→ **TASK DIRECTIONS**
Repeat every one of the items below word for word, without changing anything.

[Stored items]
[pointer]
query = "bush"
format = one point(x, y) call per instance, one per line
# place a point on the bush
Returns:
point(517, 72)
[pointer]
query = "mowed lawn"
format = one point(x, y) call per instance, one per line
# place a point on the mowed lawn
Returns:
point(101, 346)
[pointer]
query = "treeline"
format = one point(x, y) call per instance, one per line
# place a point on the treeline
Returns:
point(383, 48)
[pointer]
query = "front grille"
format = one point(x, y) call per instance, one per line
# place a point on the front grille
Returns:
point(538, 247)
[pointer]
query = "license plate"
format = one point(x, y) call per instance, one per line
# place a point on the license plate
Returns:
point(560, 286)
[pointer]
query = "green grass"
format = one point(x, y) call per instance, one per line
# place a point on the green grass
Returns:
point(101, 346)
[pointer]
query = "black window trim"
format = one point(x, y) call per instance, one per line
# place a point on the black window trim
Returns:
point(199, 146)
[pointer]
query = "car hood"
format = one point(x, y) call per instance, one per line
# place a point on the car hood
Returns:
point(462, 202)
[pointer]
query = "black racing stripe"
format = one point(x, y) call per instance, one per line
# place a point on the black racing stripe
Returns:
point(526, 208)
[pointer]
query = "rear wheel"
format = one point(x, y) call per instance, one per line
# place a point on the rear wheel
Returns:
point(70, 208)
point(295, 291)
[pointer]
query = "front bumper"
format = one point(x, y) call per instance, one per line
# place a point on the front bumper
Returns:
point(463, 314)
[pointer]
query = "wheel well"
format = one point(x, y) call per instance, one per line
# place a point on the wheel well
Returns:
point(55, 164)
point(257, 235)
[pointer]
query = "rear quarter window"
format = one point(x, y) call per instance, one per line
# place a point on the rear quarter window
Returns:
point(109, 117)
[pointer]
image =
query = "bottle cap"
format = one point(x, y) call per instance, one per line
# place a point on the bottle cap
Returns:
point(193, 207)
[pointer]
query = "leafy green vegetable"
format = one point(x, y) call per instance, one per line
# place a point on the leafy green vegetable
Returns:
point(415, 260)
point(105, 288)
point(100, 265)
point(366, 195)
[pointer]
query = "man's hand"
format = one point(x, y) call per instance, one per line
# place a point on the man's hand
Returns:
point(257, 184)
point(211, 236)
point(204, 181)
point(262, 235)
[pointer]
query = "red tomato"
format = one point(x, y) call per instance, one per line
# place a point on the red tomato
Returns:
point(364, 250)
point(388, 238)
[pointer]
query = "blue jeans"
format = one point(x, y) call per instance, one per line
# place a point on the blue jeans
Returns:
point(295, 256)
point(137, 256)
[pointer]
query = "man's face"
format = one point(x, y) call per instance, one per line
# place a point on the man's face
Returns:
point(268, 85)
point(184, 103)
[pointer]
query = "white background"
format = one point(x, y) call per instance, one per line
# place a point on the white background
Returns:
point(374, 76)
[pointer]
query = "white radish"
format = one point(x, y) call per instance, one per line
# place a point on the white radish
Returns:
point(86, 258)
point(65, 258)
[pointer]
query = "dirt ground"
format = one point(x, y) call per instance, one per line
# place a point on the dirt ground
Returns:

→ **TASK RESPONSE**
[pointer]
query = "bush"
format = one point(x, y) call per instance, one per line
# place a point on the bush
Returns:
point(517, 72)
[pointer]
query = "mowed lawn"
format = one point(x, y) call per instance, one per line
# place a point on the mowed lawn
Returns:
point(101, 346)
[pointer]
query = "treeline"
format = one point(x, y) call per instance, one per line
# place a point on the treeline
Returns:
point(383, 48)
[pointer]
query = "front grille"
format = one point(x, y) call per instance, one per line
# place a point on the front grille
Returns:
point(538, 247)
[pointer]
query = "license plate"
format = one point(x, y) call per instance, one per line
# place a point on the license plate
Returns:
point(560, 286)
[pointer]
query = "green grass"
format = one point(x, y) call per instance, one per line
# place a point on the green grass
Returns:
point(101, 346)
[pointer]
query = "black window trim"
format = one point(x, y) call per instance, one per line
# place a point on the black window trim
Returns:
point(199, 146)
[pointer]
query = "car hood"
format = one point(x, y) call per instance, one per line
# place a point on the car hood
Returns:
point(462, 202)
[pointer]
query = "black racing stripe"
format = one point(x, y) call per instance, one per line
# place a point on the black racing stripe
Returns:
point(526, 208)
[pointer]
query = "rear wheel"
format = one point(x, y) call per instance, one per line
# place a point on the rear wheel
Returns:
point(70, 208)
point(295, 291)
[pointer]
query = "front bumper"
format = one point(x, y) call per instance, one per line
# place a point on the front bumper
Returns:
point(463, 314)
[pointer]
query = "wheel well"
format = one point(x, y) call per instance, one per line
# place a point on the wheel well
Returns:
point(55, 164)
point(257, 235)
[pointer]
query = "rear quarter window"
format = one point(x, y) call per instance, one per line
# place a point on the rear quarter window
Returns:
point(109, 117)
[pointer]
image =
query = "bottle cap"
format = one point(x, y) call per instance, one per line
# place a point on the bottle cap
Returns:
point(193, 207)
[pointer]
query = "leafy green vegetable"
format = one point(x, y) call per instance, one per line
# place a point on the leafy green vegetable
Returns:
point(415, 260)
point(105, 288)
point(100, 265)
point(366, 195)
[pointer]
query = "man's hand"
format = one point(x, y) call per instance, one per line
# place a point on the man's hand
Returns:
point(257, 184)
point(211, 236)
point(204, 181)
point(262, 235)
[pointer]
query = "red tomato"
format = one point(x, y) call per instance, one per line
# place a point on the red tomato
Returns:
point(364, 250)
point(388, 238)
[pointer]
query = "blue jeans"
format = one point(x, y) call per instance, one per line
# place a point on the blue jeans
Returns:
point(295, 256)
point(137, 256)
[pointer]
query = "man's face"
format = one point(x, y) call per instance, one per line
# place a point on the man's face
Returns:
point(268, 85)
point(184, 103)
[pointer]
query = "white background"
format = one point(x, y) call per instance, one per line
# place a point on the white background
Returns:
point(374, 76)
[pointer]
query = "white radish"
format = one point(x, y) call per instance, one per line
# place a point on the white radish
Returns:
point(86, 258)
point(65, 258)
[pointer]
query = "dirt ground"
format = one point(x, y) call per instance, one per line
# place a point on the dirt ground
Returns:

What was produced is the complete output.